__REQUIREMENT__: The lines you return must be all those in the data that hold the string "rear".

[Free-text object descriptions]
"""
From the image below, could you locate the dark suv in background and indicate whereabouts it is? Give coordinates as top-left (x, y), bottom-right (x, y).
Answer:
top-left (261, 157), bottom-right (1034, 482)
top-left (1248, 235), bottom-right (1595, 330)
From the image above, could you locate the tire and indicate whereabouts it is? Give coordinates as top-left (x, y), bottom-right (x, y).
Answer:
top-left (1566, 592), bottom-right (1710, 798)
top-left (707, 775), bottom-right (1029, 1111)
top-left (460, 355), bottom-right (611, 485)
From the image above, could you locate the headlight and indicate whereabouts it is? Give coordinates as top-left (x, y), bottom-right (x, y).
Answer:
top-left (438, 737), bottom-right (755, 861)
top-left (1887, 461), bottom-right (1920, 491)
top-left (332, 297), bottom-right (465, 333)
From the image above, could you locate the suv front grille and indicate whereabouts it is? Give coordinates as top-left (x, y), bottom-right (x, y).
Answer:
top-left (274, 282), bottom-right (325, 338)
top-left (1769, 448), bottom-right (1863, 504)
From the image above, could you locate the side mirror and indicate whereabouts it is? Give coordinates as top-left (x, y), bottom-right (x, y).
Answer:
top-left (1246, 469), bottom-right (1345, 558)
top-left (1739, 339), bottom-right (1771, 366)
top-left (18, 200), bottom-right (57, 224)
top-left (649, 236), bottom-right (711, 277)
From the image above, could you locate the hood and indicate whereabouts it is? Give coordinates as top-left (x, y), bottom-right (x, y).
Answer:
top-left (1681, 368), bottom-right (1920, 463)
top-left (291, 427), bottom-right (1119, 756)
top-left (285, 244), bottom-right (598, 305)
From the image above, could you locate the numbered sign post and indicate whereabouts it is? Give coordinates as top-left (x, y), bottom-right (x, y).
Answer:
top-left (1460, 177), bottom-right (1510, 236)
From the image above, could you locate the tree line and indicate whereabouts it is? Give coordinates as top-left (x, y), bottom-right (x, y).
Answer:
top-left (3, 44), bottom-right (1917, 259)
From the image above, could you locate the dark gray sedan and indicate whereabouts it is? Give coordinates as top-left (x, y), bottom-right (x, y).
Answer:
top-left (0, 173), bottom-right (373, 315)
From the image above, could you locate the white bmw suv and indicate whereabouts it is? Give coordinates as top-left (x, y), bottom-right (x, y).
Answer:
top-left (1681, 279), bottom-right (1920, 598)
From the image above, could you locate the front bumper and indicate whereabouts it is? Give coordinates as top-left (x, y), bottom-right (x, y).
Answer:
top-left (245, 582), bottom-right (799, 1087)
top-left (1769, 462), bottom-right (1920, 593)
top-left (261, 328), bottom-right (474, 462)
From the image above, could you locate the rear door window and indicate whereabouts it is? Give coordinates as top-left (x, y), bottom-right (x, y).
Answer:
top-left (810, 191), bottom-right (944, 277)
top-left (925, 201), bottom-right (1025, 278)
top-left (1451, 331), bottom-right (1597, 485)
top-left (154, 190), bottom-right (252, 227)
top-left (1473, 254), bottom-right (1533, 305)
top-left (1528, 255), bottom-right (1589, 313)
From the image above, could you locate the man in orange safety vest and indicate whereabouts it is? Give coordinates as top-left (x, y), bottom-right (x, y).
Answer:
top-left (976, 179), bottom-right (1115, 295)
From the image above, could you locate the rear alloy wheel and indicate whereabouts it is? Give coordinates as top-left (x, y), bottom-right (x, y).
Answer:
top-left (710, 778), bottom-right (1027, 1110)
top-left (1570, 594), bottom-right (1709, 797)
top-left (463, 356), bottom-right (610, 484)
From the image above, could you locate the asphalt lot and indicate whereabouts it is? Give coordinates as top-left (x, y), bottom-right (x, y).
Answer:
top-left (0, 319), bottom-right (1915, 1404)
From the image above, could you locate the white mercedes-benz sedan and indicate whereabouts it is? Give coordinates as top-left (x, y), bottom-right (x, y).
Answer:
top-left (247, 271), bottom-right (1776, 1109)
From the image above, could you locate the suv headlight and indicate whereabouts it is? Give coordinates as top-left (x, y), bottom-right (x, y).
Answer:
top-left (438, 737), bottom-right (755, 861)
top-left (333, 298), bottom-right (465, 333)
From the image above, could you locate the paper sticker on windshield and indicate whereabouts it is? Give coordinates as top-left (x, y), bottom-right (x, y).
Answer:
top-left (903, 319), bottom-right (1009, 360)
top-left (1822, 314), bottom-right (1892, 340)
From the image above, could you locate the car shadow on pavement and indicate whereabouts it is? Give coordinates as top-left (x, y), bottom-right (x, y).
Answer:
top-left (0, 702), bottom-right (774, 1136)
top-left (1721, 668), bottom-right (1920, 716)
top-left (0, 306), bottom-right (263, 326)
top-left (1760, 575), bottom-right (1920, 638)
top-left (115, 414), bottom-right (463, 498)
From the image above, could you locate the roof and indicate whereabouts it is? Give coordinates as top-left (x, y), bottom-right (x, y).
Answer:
"""
__SOLUTION BELOW__:
From the image above, could you locate the rear door window and indicate whereabouts it is? Give coordinates as top-left (x, y), bottom-right (x, y).
From the image above, could you locate the rear alloy wheel and indicate whereabouts it is? Give coordinates as top-left (x, y), bottom-right (x, y).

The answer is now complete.